(QUOTED TEXT)

-- start --

These have been a tumultuous few years for Electric Wizard. Following intensive touring around 2010′s Black Masses, bassist Tas Danazoglou and drummer Shaun Rutter quit the band. For a while, original drummer Mark Greening — who departed in 2003 to form Ramesses — returned to the fold, although his presence would be short-lived; Oborn fired him in the June of this year. In addition, litigation rumbles on between Electric Wizard and their former label Rise Above, run by Oborn’s now ex-friend Lee Dorian. It’s a long catalogue of acrimony that ended up in a lengthy Electric Wizard cover story published in Decibel magazine. “Which felt like a bit of a stitch up to me,” sighs Oborn. “A lot of bands have legal battles, and it doesn’t all end up out there in the public eye.”
New album Time to Die — their first in four years — brings with it a new label, Spinefarm, and a new line-up: Oborn and Buckingham joined by returning drummer Simon Poole and a new bassist Clayton Burgess of Virginia’s Satan’s Satyrs, who sits silently at a nearby table. I point out that, at 21 years old, he would have been born in 1993 — the year Electric Wizard formed. Some symbolism, perhaps? “He wasn’t actually born, he was created,” teases Buckingham. “He’s a homonculous,” laughs Oborn. And Burgess grins shyly from behind his shades.
If the last few years have been difficult for Electric Wizard, Oborn confirms that Time to Die is a record that thrives off such negativity: “It was hard work making the album. It was turbulent and it was aggressive. There was a lot of arguing, we were drinking a lot, and it was hard to even get in the studio, with all the legal bullshit going on. But we wanted to capture it. We didn’t want to back off. It’s easy to go — oh, eight albums in, let’s show a bit of caution, a bit of wisdom. But it’s more us to just say fuck it — open our hearts.”
Time to Die was recorded across a couple of studios. Why the move?
Jus Oborn: The initial tracks were done in Toe Rag, but we wanted to get out of London really. Toe Rag is awesome — it’s all original equipment, you get to record to two-inch tape. But the studio was being a bit of a pain in the arse — some financial details, which aren’t really relevant but became a bit of an annoyance. We moved onto Skyhammer, in Cheshire — a new studio, run by Chris Fielding who’d worked at Foal Studios before, with Dave [Anderson] who used to be in Hawkwind and Amon Düül 2. We’d known Chris for years actually — we’d always worked with him when we’ve done EPs and side project stuff. He’s reliable and he likes to stay up ’til the morning. [Laughs.] Toe Rag were a bit reluctant to let the project go — they want all the prestige themselves — but I think it’s ideal to mix up the studios a bit. The idea is to make good music, at the end of the day.
How long did it take to make?
Oborn: Six months from beginning to end. But the time spent in a studio was probably four weeks, in total. This time because we were paying for it ourselves, we were pretty stringent about how we came to the studio.
So this was before you signed to Spinefarm?

-- end --

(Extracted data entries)

-- start --

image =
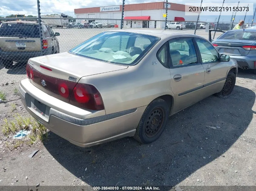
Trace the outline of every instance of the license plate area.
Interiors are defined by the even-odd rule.
[[[28,108],[44,121],[49,121],[49,114],[51,108],[27,93],[25,95]]]
[[[25,43],[16,43],[16,47],[27,47]]]

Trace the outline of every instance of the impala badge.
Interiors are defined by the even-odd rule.
[[[46,85],[46,84],[45,84],[45,81],[44,80],[42,80],[42,81],[41,81],[41,83],[44,87]]]

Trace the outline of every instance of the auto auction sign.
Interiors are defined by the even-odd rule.
[[[120,11],[120,5],[115,6],[108,6],[108,7],[101,7],[101,12],[106,11]]]

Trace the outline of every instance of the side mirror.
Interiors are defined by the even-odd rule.
[[[220,60],[221,62],[228,62],[230,59],[230,57],[228,55],[222,54],[221,55]]]

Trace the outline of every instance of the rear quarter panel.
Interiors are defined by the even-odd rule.
[[[146,106],[159,96],[172,95],[169,70],[156,57],[161,46],[159,42],[136,65],[84,77],[78,83],[92,84],[98,90],[106,114]],[[155,61],[158,64],[154,65]]]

-- end --

(STATED TASK) Can you print the part of the Electric Wizard interview that begins at the words "How long did" and stops after "signed to Spinefarm?"? Rely only on the Electric Wizard interview and leave the items aside.

(SOLUTION TO THE PROBLEM)
How long did it take to make?
Oborn: Six months from beginning to end. But the time spent in a studio was probably four weeks, in total. This time because we were paying for it ourselves, we were pretty stringent about how we came to the studio.
So this was before you signed to Spinefarm?